[Begin]

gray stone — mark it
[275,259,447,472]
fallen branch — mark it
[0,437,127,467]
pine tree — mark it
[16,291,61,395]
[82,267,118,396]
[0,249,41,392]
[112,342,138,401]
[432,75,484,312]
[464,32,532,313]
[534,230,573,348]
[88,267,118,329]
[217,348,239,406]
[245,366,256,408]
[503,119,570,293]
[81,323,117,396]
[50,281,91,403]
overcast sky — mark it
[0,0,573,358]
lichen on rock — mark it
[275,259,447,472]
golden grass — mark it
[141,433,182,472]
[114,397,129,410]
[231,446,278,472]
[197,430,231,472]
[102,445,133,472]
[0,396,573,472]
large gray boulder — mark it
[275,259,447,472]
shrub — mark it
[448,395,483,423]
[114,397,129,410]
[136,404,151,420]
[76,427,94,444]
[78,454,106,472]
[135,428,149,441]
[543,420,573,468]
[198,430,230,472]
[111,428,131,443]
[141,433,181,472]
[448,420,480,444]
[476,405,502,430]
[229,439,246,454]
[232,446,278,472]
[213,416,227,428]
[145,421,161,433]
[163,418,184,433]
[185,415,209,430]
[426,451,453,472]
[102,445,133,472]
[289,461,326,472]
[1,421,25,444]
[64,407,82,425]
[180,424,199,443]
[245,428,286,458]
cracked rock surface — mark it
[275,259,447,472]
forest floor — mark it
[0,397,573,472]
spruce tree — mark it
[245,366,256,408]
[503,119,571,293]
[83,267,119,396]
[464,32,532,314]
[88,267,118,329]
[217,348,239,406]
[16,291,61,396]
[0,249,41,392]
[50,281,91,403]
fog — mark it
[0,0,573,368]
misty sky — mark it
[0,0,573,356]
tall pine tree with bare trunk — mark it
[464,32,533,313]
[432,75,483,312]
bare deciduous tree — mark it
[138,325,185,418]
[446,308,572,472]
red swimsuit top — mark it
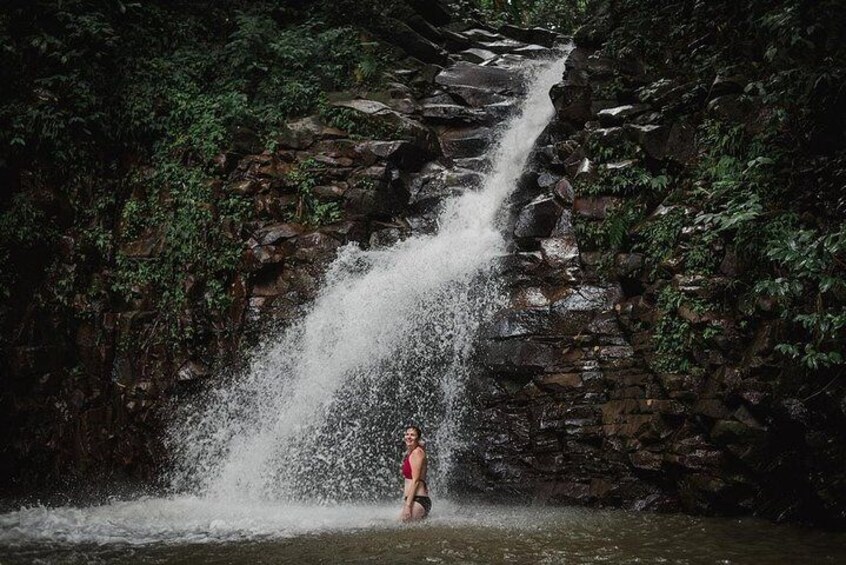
[402,453,412,479]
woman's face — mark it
[403,428,420,445]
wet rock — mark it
[540,235,579,269]
[573,196,622,220]
[625,124,670,160]
[458,47,496,64]
[709,73,749,99]
[121,232,164,258]
[441,127,493,159]
[498,24,560,47]
[407,0,452,26]
[420,104,487,124]
[482,339,570,375]
[253,223,305,245]
[665,122,696,164]
[464,28,505,41]
[513,45,553,59]
[514,196,563,238]
[706,94,753,123]
[435,61,522,95]
[385,19,448,65]
[549,81,593,128]
[552,285,619,313]
[597,104,649,127]
[354,141,430,171]
[614,253,643,277]
[176,359,211,382]
[276,116,346,149]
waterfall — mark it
[169,54,564,502]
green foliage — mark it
[632,207,686,276]
[286,159,341,226]
[652,286,694,373]
[452,0,597,33]
[598,0,846,378]
[0,0,398,345]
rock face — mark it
[468,40,846,524]
[0,14,562,489]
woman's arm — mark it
[402,449,426,520]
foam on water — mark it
[0,58,576,545]
[0,496,585,547]
[162,53,564,501]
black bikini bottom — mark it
[405,496,432,516]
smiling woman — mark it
[400,426,432,522]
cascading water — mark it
[170,54,564,501]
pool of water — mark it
[0,497,846,565]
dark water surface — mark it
[0,499,846,565]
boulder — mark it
[458,47,496,64]
[549,81,593,129]
[597,104,649,127]
[514,196,564,238]
[540,235,579,269]
[385,19,449,65]
[573,196,623,220]
[435,61,523,94]
[441,127,493,159]
[625,124,670,160]
[253,223,305,245]
[498,24,561,47]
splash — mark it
[165,53,564,502]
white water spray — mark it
[165,54,564,501]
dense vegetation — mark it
[0,0,396,346]
[577,0,846,371]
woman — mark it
[400,426,432,522]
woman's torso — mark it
[402,447,429,496]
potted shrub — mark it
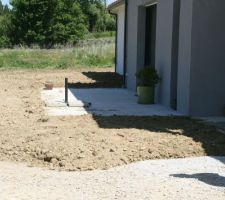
[136,66,160,104]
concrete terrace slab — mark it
[0,157,225,200]
[42,88,180,116]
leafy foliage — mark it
[11,0,86,48]
[0,0,115,48]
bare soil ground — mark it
[0,69,225,171]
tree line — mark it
[0,0,115,48]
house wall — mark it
[189,0,225,116]
[177,0,193,115]
[116,5,125,75]
[155,0,174,107]
[126,0,175,107]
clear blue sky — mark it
[2,0,9,4]
[2,0,113,4]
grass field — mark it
[0,39,115,69]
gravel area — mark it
[0,157,225,200]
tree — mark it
[75,0,116,32]
[0,0,10,48]
[11,0,86,48]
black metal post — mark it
[65,78,69,105]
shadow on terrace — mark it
[69,71,123,88]
[70,72,225,160]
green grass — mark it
[0,40,115,69]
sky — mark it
[2,0,114,4]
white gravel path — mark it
[0,157,225,200]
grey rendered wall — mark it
[190,0,225,116]
[177,0,193,115]
[155,0,177,107]
[127,0,177,102]
[125,0,138,91]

[End]

#### STATED GOAL:
Rewrite all the records above, changing each "mark it" to "box it" and leaving everything else the same. Leave out the pictures.

#### SOLUTION FOR THIS PROBLEM:
gray stone — box it
[275,259,447,472]
fallen branch — box it
[0,437,127,467]
pine tree — box it
[16,291,61,395]
[82,267,118,396]
[0,249,41,392]
[112,342,138,401]
[432,75,484,312]
[464,32,532,313]
[534,230,573,348]
[88,267,118,329]
[217,348,239,406]
[245,366,256,408]
[503,119,570,293]
[81,323,117,396]
[50,281,91,403]
overcast sky — box it
[0,0,573,358]
lichen on rock — box it
[275,259,447,472]
golden grass — box it
[141,433,182,472]
[114,397,129,410]
[231,446,278,472]
[197,430,231,472]
[102,445,133,472]
[0,396,573,472]
large gray boulder — box it
[275,259,447,472]
shrub — box it
[448,395,483,423]
[114,397,129,410]
[136,404,151,420]
[76,427,94,444]
[78,454,106,472]
[135,428,149,441]
[543,420,573,468]
[198,430,230,472]
[111,428,131,443]
[141,433,181,472]
[448,420,480,444]
[476,405,502,430]
[229,439,246,454]
[232,446,278,472]
[213,416,227,428]
[145,421,161,433]
[163,418,184,433]
[185,415,209,430]
[426,451,453,472]
[102,445,133,472]
[289,461,326,472]
[1,421,25,444]
[64,407,82,425]
[180,424,199,443]
[245,428,286,458]
cracked rock surface — box it
[275,259,447,472]
forest floor — box it
[0,397,573,472]
spruce tree — box it
[245,366,256,408]
[503,119,571,293]
[83,267,119,396]
[464,32,532,314]
[88,267,118,329]
[217,348,239,406]
[16,291,61,396]
[0,249,41,392]
[50,281,91,403]
fog — box it
[0,0,573,368]
misty sky — box it
[0,0,573,356]
tall pine tree with bare trunk — box it
[464,32,533,313]
[432,75,483,312]
bare deciduous tree — box it
[138,325,185,418]
[446,308,572,472]
red swimsuit top — box it
[402,453,412,479]
woman's face — box it
[403,428,420,445]
wet rock — box it
[540,235,579,269]
[573,196,622,220]
[625,124,670,160]
[458,47,496,64]
[709,73,749,99]
[121,232,164,258]
[441,127,493,159]
[498,24,560,47]
[407,0,452,26]
[420,104,487,124]
[482,339,570,375]
[253,223,305,245]
[665,122,696,164]
[464,28,505,41]
[513,45,553,59]
[514,196,563,238]
[706,94,753,123]
[435,61,522,95]
[385,19,448,65]
[549,81,593,128]
[552,285,619,313]
[597,104,649,127]
[354,141,430,171]
[614,253,643,277]
[176,359,211,382]
[276,116,346,149]
waterfall — box it
[169,54,564,502]
green foliage — box it
[632,207,686,276]
[286,159,341,226]
[652,286,694,373]
[452,0,597,33]
[598,0,846,378]
[0,0,398,345]
rock face — box it
[468,40,846,524]
[0,14,562,489]
woman's arm — box it
[402,449,426,520]
foam on water — box it
[0,58,576,545]
[0,496,585,547]
[162,53,564,501]
black bikini bottom — box it
[405,496,432,516]
smiling woman — box it
[400,426,432,522]
cascading water — box it
[170,54,564,501]
pool of water — box it
[0,497,846,565]
dark water surface — box it
[0,499,846,565]
boulder — box it
[458,47,496,64]
[549,81,593,129]
[597,104,649,127]
[514,196,564,238]
[540,235,579,269]
[385,19,449,65]
[573,196,623,220]
[435,61,523,94]
[441,127,493,159]
[625,124,670,160]
[253,223,305,245]
[498,24,561,47]
splash — box it
[165,53,564,502]
white water spray — box it
[165,54,564,501]
dense vegetation — box it
[0,0,396,346]
[577,0,846,371]
woman — box it
[400,426,432,522]
woman's torso — box it
[402,447,429,496]
potted shrub — box it
[136,66,160,104]
concrete terrace slab — box it
[0,157,225,200]
[42,88,180,116]
leafy foliage — box it
[11,0,86,48]
[0,0,115,48]
bare soil ground — box it
[0,69,225,171]
tree line — box it
[0,0,115,48]
house wall — box it
[189,0,225,116]
[177,0,193,115]
[116,5,125,75]
[155,0,174,107]
[126,0,175,107]
clear blue sky — box it
[2,0,9,4]
[2,0,113,4]
grass field — box it
[0,39,115,69]
gravel area — box it
[0,157,225,200]
tree — box it
[75,0,116,32]
[0,0,10,48]
[11,0,86,48]
black metal post — box it
[65,78,69,105]
shadow on terrace — box it
[69,71,123,88]
[70,72,225,160]
green grass — box it
[0,40,115,69]
sky — box it
[2,0,114,4]
white gravel path — box it
[0,157,225,200]
grey rendered wall — box it
[190,0,225,116]
[177,0,193,115]
[155,0,177,107]
[127,0,177,102]
[125,0,138,91]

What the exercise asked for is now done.